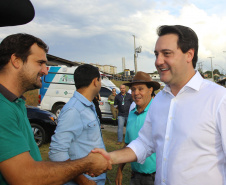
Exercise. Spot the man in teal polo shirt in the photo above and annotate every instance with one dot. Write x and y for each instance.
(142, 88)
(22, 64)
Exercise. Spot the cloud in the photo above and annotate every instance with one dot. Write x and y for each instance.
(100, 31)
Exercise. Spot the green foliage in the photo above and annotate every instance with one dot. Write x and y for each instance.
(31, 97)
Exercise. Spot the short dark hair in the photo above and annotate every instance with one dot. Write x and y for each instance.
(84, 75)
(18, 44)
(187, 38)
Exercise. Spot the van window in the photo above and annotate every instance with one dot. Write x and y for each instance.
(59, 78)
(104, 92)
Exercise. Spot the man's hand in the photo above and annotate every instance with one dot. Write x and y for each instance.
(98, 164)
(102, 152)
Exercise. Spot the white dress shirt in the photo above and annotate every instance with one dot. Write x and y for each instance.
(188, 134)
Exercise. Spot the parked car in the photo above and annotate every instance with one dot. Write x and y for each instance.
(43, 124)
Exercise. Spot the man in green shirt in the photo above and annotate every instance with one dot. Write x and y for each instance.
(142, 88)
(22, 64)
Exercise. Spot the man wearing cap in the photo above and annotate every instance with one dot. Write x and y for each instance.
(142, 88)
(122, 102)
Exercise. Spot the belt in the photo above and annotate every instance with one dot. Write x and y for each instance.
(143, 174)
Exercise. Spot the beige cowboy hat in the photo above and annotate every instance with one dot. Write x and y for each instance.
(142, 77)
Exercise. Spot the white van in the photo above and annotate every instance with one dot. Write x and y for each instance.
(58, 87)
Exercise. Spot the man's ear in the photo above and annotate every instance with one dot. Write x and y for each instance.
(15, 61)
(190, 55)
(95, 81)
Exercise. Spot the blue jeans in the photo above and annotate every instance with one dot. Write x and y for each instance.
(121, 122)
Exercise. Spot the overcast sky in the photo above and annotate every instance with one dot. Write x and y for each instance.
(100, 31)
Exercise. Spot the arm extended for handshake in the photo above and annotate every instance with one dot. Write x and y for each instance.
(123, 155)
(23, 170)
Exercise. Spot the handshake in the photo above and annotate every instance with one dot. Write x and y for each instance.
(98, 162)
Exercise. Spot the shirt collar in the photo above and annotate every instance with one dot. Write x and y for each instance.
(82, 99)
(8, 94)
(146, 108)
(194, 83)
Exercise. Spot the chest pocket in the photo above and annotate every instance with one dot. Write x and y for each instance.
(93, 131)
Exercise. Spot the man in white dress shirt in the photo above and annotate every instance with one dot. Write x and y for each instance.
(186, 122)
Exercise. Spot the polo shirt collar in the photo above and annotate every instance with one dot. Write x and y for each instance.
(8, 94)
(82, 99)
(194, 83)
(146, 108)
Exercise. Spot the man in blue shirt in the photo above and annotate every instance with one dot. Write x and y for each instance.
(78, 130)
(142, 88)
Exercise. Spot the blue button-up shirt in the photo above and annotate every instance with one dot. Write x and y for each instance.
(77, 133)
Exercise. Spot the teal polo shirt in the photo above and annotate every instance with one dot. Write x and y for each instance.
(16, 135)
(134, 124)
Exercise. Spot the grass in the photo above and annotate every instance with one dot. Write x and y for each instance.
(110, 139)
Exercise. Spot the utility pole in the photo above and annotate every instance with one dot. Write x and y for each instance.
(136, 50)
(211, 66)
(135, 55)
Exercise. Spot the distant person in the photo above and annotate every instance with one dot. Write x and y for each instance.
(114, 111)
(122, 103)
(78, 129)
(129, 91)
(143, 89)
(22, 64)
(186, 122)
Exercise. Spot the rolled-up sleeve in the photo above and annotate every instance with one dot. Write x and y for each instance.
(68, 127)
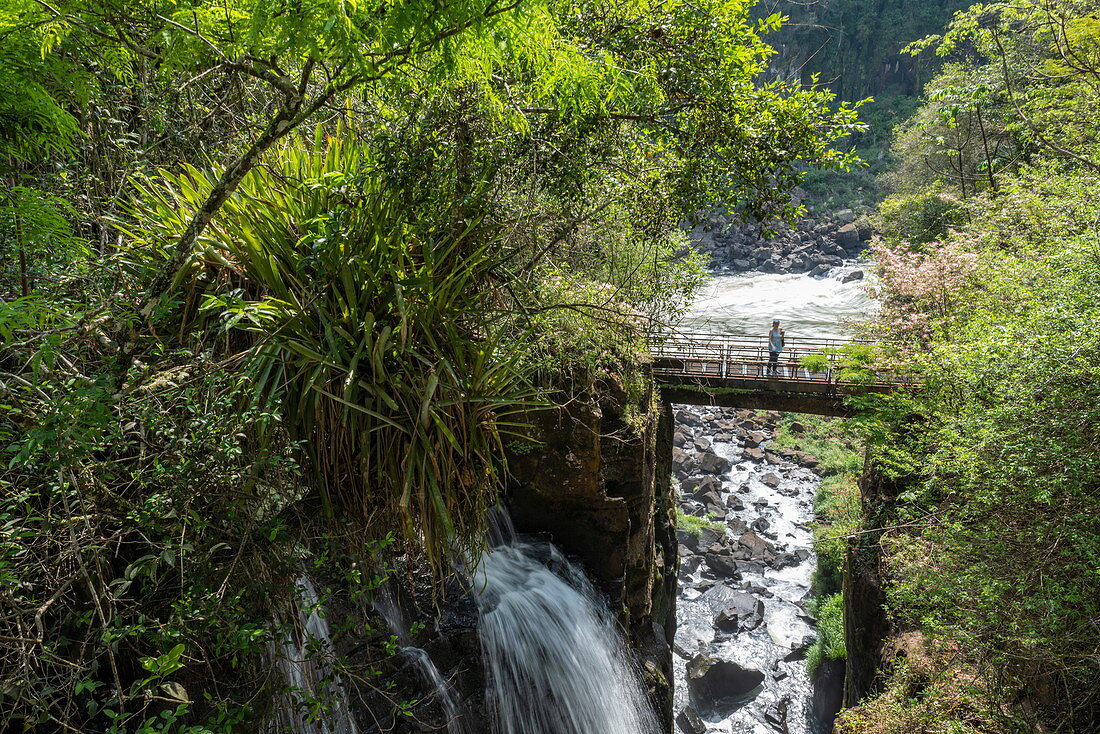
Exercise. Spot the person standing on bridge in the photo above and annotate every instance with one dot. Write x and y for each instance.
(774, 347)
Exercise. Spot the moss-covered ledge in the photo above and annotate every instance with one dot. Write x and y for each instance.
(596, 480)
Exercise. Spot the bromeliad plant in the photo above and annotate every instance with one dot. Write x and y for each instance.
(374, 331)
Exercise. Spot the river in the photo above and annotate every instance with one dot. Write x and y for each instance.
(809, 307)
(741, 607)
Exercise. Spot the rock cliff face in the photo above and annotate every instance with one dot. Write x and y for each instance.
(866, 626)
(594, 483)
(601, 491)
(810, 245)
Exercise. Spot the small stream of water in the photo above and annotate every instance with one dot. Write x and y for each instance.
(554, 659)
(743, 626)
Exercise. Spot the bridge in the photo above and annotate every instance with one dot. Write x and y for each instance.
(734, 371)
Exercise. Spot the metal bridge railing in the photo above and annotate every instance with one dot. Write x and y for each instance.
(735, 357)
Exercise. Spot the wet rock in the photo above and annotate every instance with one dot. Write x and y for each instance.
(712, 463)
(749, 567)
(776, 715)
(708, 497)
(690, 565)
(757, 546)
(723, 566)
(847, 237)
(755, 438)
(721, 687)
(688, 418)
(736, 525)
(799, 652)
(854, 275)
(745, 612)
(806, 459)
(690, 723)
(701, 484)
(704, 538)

--------------------

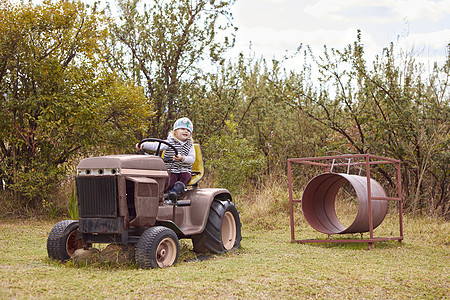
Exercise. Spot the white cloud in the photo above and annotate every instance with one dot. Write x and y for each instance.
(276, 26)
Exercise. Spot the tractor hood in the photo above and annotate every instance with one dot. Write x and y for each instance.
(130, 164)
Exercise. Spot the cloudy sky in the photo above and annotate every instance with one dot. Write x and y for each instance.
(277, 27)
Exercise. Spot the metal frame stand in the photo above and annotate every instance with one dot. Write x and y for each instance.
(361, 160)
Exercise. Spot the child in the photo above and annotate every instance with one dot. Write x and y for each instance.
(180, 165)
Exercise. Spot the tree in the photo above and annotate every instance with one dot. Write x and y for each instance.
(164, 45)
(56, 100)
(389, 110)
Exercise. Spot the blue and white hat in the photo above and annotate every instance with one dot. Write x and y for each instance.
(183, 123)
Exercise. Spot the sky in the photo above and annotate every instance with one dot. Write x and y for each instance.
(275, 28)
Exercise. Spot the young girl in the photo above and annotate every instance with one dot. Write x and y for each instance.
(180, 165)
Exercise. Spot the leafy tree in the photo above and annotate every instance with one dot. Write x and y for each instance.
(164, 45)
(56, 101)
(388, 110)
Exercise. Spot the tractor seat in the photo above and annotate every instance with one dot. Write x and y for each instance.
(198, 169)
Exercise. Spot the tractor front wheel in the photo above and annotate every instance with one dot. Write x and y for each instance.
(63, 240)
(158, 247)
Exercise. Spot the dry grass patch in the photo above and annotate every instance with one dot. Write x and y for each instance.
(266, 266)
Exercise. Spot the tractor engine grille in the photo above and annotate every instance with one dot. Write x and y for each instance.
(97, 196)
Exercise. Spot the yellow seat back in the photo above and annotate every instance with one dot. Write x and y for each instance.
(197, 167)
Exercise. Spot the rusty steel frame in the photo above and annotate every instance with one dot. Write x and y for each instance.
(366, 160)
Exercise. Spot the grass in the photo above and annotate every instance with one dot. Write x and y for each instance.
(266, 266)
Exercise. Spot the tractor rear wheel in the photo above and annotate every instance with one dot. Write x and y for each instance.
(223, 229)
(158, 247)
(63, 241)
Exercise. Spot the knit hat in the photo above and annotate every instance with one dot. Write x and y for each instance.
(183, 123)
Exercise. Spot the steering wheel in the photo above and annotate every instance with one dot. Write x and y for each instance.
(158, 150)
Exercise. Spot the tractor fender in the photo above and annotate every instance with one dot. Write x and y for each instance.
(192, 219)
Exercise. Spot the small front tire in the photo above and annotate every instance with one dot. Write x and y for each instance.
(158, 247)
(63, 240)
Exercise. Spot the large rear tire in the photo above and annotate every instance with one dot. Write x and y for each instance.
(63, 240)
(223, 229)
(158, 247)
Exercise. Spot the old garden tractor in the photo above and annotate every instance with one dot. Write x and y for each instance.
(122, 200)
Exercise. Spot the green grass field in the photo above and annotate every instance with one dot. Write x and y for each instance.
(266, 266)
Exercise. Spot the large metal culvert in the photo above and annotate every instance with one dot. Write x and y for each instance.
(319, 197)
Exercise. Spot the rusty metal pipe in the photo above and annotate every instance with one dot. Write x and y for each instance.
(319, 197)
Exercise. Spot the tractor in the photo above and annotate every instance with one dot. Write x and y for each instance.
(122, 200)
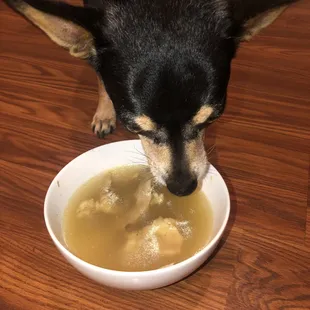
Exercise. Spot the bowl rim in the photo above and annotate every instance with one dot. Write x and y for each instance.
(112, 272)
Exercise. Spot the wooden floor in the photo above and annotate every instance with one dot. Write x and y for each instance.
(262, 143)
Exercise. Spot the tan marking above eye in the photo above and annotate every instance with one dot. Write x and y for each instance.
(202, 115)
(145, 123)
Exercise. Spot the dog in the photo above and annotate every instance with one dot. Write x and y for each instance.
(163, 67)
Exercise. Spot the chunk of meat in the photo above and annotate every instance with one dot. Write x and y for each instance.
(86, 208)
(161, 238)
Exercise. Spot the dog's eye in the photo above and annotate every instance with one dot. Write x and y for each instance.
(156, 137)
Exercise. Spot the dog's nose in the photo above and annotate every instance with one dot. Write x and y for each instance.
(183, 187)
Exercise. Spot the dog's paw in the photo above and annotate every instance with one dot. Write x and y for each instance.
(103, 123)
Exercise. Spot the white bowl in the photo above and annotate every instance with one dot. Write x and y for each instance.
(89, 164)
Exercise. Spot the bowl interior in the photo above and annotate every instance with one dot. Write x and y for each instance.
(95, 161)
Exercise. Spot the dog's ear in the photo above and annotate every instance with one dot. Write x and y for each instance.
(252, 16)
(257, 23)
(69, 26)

--------------------

Work required →
Reproduce, unaltered and in their original order, every line in the two blocks above that contains the string "dress".

Result →
Exercise. Spot the white dress shirt in the photo above and annotate every instance with one dot. Write x and y for each instance.
Exercise. Spot the man in white dress shirt in the photo above and annotate every instance with one dot. Write x and y for each instance.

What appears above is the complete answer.